[Work required]: All lines from the line containing "locate seated person" up to and including the last line of the listing below should be echoed exactly; no other lines belong in the response.

────────────────

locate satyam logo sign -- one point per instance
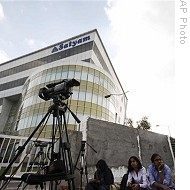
(70, 44)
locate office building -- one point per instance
(83, 58)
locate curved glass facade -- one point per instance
(86, 100)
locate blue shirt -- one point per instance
(154, 175)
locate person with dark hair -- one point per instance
(137, 176)
(103, 177)
(123, 184)
(160, 174)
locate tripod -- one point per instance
(61, 167)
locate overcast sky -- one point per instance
(138, 36)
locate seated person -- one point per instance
(123, 184)
(103, 177)
(160, 174)
(137, 178)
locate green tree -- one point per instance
(144, 124)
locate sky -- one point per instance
(139, 37)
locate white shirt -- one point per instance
(140, 177)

────────────────

[Output for this task]:
locate seated person -- one point per instance
(123, 184)
(103, 177)
(160, 174)
(137, 178)
locate green tree -- one point per instance
(144, 124)
locate sky -- one point per instance
(139, 37)
locate white shirt -- one point per instance
(140, 177)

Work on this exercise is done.